* Trecho citado *

• • • • •

Resumidamente, a falácia pode ser definida na seguinte frase: se um indivíduo é escolhido como um “herói imbatível”, todas as circunstâncias ao seu redor, positivas e negativas, bem como suas ações e as respostas a elas, servirão àqueles que o escolheram como um herói como reforço de sua figura.

Se entrarmos em detalhes, a conversa é um pouco mais longa, e entendo que ela faça mais sentido se a analisarmos a partir do ponto de vista de um tipo de universo mitológico próprio. Vamos lá:

A partir do momento em que as pessoas escolhem um herói, passam a acreditar naquilo que sustenta a tese de que um indivíduo é um herói, não nos fatos em si ou qualquer elemento contraditório à tese. O mundo dessas pessoas e suas relações de causa e efeito passam a ser orientadas por isso, e não pelo que a realidade aponta.

Ou seja, nada conseguirá dissuadi-los da realidade que desejam ver. Sempre pensarão que tudo que o herói faz:
1- é para derrotar um inimigo, ou ao menos é justo, moral e bom de alguma outra maneira;
2- é sempre certo;
3- é bem pensado;
4- representa a justiça e a moralidade e todos que o apoiam;
5- mesmo que estranho, inexplicável ou reprovável à primeira vista, pode ser explicado de uma maneira que siga beneficiando sua imagem;
6- é sincero e, simultaneamente, pode ter um significado e/ou intenção oculta (sempre positiva).

• • • • •

* Dados brutos *
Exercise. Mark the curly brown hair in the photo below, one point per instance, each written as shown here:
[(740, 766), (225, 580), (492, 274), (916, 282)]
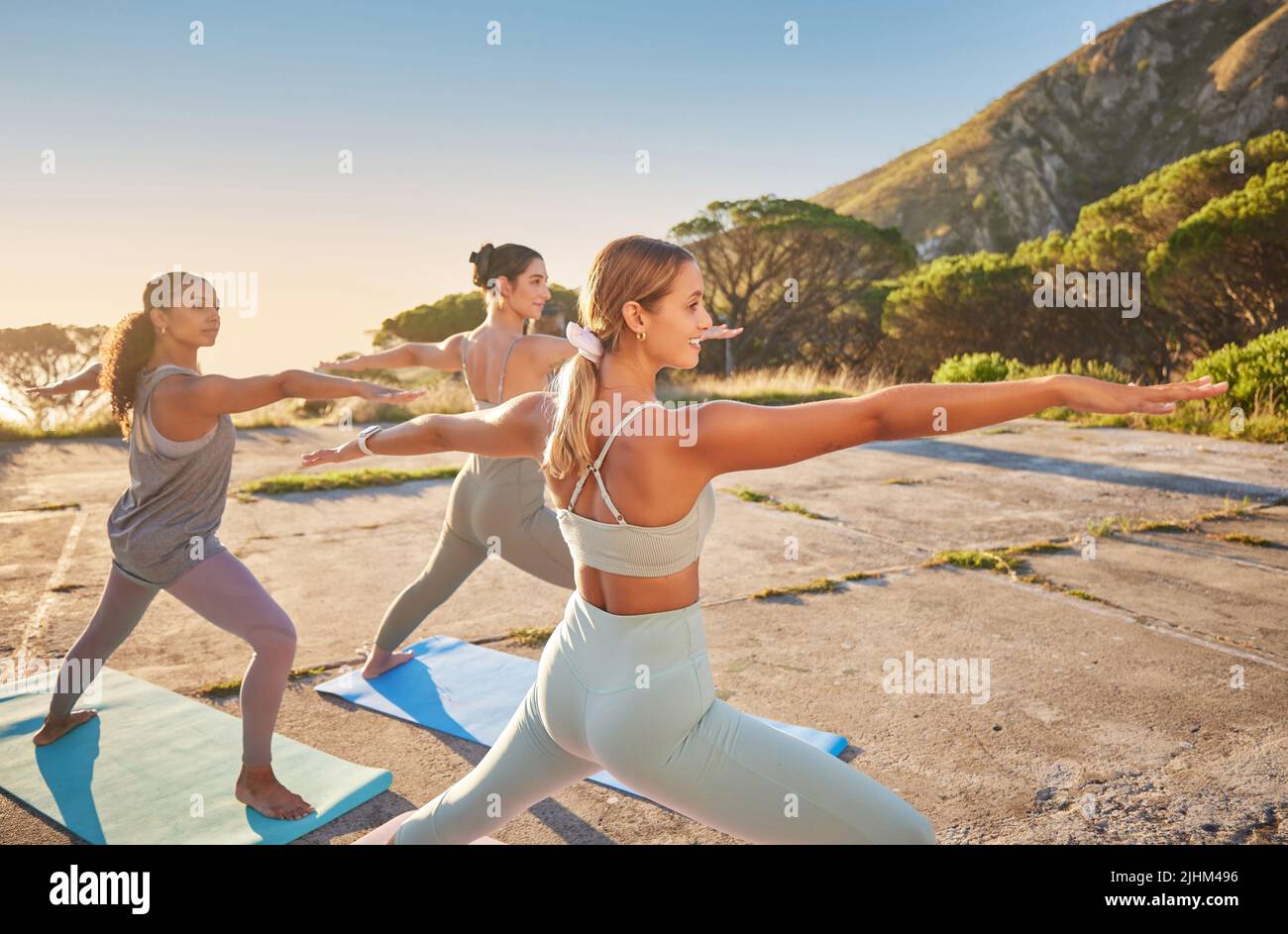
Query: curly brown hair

• • • • •

* Objetivo *
Repita, sem nenhuma alteração, a passagem do texto sobre a falácia do herói imbatível que vai de "Resumidamente, a falácia" até "a realidade aponta.".

* Solução do problema *
Resumidamente, a falácia pode ser definida na seguinte frase: se um indivíduo é escolhido como um “herói imbatível”, todas as circunstâncias ao seu redor, positivas e negativas, bem como suas ações e as respostas a elas, servirão àqueles que o escolheram como um herói como reforço de sua figura.

Se entrarmos em detalhes, a conversa é um pouco mais longa, e entendo que ela faça mais sentido se a analisarmos a partir do ponto de vista de um tipo de universo mitológico próprio. Vamos lá:

A partir do momento em que as pessoas escolhem um herói, passam a acreditar naquilo que sustenta a tese de que um indivíduo é um herói, não nos fatos em si ou qualquer elemento contraditório à tese. O mundo dessas pessoas e suas relações de causa e efeito passam a ser orientadas por isso, e não pelo que a realidade aponta.